# Excerpted data start

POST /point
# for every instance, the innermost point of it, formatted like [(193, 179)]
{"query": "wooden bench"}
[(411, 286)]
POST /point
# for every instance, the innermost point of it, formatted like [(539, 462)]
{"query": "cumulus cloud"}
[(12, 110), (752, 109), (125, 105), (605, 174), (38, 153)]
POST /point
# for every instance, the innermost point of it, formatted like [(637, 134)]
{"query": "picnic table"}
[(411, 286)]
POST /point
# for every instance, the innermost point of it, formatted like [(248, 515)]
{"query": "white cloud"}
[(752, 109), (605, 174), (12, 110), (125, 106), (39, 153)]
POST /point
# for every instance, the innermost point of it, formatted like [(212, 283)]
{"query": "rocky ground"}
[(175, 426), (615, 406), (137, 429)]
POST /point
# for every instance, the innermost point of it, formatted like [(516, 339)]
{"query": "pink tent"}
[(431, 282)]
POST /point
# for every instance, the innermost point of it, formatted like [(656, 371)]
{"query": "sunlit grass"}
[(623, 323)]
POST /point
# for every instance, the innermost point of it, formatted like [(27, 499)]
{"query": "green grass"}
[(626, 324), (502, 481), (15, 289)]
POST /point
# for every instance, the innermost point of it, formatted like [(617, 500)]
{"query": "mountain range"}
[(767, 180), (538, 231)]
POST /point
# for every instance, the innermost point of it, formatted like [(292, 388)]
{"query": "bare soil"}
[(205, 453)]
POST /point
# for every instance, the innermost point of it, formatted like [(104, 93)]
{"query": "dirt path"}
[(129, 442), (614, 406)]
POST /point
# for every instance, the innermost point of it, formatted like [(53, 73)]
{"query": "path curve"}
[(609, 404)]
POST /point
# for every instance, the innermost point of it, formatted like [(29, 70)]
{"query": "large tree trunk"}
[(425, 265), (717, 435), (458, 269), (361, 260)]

# Excerpted data end

§ **Task to carry out**
Give the listing above again, word for word.

§ **Final result**
POST /point
# for every instance, the innermost point of it, formatted like [(193, 179)]
{"query": "wooden bench"}
[(411, 286)]
POST /point
# for every instance, the innermost point of it, formatted like [(539, 462)]
{"query": "cumulus cloud"}
[(12, 110), (752, 109), (125, 105), (605, 174), (38, 153)]
POST /point
# for every instance, the innermost point of it, formatted like [(637, 134)]
{"query": "picnic table"}
[(411, 286)]
POST /point
# for every instance, the innermost point of it, formatted like [(248, 515)]
{"query": "white cloud"}
[(752, 109), (605, 174), (12, 110), (125, 106), (39, 153)]
POST /point
# for every instance, the innermost point of it, formatted like [(212, 283)]
{"query": "rocky ground"}
[(175, 426), (615, 406), (137, 429)]
POST /point
# for every instance, the innermost point of it, formatted like [(516, 339)]
{"query": "pink tent"}
[(431, 282)]
POST /point
# for every instance, the innermost point of it, formatted like [(656, 371)]
{"query": "sunlit grass"}
[(623, 323)]
POST /point
# for every instance, the innermost point of it, formatted like [(27, 499)]
{"query": "green grass"}
[(626, 324), (502, 481), (15, 289)]
POST /point
# for every instance, the innermost point of it, formatted like [(617, 500)]
{"query": "mountain range"}
[(767, 180), (538, 231)]
POST /point
# for every instance, the innermost point of it, formatted like [(292, 388)]
{"query": "bare soil"}
[(205, 453)]
POST /point
# for every instance, the innermost point of it, formatted like [(104, 93)]
{"query": "dirt path"}
[(129, 442), (614, 406)]
POST /point
# for every instance, the innermost point of it, formatted like [(53, 73)]
{"query": "path curve"}
[(609, 404)]
POST /point
# for every instance, the innermost point of it, formatted like [(29, 70)]
{"query": "large tree trunk"}
[(425, 265), (717, 435), (458, 269), (361, 260)]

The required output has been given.